| WHAT TO WORK ON |
Output the listing starting at the line containing "Trace the outline of every instance of the bare" and ending at the line containing "[[226,11],[203,30],[198,57],[219,86],[254,88],[256,1],[217,0]]" as a two-column CSV with the header row request,answer. Give one row per request, with its text and its answer each in a single quoted field and line breaks replaced by spaces.

---- DATA EXTRACT

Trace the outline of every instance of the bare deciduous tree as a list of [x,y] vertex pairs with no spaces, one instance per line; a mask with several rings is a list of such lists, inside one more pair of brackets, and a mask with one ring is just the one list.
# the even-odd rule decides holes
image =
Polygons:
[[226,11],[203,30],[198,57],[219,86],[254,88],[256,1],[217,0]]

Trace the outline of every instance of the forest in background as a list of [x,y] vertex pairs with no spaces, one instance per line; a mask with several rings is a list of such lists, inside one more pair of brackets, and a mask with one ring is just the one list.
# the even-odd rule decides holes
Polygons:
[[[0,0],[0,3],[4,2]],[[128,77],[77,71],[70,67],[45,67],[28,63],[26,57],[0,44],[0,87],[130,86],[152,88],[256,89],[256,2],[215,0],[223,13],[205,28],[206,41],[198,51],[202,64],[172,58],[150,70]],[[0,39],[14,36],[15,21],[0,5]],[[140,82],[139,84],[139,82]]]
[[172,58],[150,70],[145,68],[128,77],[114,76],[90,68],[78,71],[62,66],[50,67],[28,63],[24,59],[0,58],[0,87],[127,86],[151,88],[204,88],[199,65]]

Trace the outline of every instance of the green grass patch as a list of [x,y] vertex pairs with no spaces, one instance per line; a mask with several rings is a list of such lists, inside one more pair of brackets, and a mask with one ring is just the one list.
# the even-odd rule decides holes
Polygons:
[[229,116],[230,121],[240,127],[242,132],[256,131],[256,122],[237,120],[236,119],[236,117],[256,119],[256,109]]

--------
---- DATA EXTRACT

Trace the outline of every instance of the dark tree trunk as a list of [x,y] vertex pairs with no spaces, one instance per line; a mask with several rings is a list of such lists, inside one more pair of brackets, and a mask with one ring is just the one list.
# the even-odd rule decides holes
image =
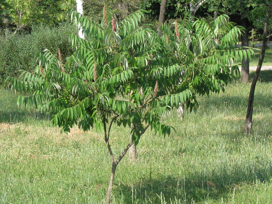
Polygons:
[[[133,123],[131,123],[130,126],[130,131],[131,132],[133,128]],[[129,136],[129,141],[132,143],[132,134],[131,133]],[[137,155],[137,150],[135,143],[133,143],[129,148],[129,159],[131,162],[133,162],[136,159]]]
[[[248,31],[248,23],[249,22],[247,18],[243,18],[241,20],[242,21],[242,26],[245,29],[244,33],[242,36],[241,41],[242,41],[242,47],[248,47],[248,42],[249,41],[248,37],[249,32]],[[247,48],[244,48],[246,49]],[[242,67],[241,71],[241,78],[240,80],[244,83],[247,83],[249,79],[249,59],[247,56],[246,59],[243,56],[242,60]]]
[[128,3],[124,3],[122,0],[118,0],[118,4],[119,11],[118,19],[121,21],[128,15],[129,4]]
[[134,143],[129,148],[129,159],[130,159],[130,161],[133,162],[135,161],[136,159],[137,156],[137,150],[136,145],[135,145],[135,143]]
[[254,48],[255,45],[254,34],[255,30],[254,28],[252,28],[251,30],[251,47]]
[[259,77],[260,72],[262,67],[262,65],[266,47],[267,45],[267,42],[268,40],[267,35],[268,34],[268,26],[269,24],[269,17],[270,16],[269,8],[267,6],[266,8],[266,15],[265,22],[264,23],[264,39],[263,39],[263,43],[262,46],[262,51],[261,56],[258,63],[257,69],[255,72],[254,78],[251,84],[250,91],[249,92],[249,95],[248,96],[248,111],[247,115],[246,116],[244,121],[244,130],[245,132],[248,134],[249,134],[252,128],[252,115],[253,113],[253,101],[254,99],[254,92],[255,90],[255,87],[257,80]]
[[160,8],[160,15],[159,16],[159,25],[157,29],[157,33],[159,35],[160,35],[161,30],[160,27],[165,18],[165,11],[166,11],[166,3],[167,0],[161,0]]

--------
---- DATA EXTRACT

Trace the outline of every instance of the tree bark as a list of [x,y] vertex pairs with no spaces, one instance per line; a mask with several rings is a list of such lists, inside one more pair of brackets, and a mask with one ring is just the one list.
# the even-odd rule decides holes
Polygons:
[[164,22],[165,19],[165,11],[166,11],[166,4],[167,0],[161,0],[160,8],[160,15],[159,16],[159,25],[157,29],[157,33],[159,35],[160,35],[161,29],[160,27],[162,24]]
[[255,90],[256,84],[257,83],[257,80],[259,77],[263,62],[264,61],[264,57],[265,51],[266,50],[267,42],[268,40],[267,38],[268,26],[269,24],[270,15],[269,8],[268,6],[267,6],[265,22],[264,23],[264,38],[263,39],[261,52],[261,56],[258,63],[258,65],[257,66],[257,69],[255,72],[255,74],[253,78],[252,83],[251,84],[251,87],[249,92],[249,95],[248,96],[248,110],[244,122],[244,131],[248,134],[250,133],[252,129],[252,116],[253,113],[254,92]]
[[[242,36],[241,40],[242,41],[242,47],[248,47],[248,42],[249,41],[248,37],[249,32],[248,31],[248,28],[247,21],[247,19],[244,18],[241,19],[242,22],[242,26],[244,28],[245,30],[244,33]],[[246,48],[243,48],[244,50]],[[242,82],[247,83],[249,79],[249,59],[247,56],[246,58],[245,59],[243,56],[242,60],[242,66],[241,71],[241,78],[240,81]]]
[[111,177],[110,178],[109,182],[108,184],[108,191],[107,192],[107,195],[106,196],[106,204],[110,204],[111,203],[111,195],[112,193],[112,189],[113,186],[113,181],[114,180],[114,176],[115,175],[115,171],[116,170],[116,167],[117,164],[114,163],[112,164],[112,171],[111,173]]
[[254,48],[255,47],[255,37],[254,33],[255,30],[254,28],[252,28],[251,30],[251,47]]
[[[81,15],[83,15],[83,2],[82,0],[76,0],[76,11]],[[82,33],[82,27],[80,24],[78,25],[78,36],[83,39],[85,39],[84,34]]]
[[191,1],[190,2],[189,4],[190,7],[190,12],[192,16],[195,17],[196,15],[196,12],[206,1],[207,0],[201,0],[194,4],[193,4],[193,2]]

--------

| ANSWER TO THIS PROBLEM |
request,answer
"Trace the outline of every instance of the bare deciduous tree as a list of [x,y] vertex pairs with no spaces, one instance per line; a mask with several rings is a list of such lists, inside one more pair of brackets, and a mask with one ring is just the one list. # the even-odd rule decides holes image = Polygons:","[[226,11],[203,30],[198,57],[219,86],[254,88],[256,1],[217,0]]"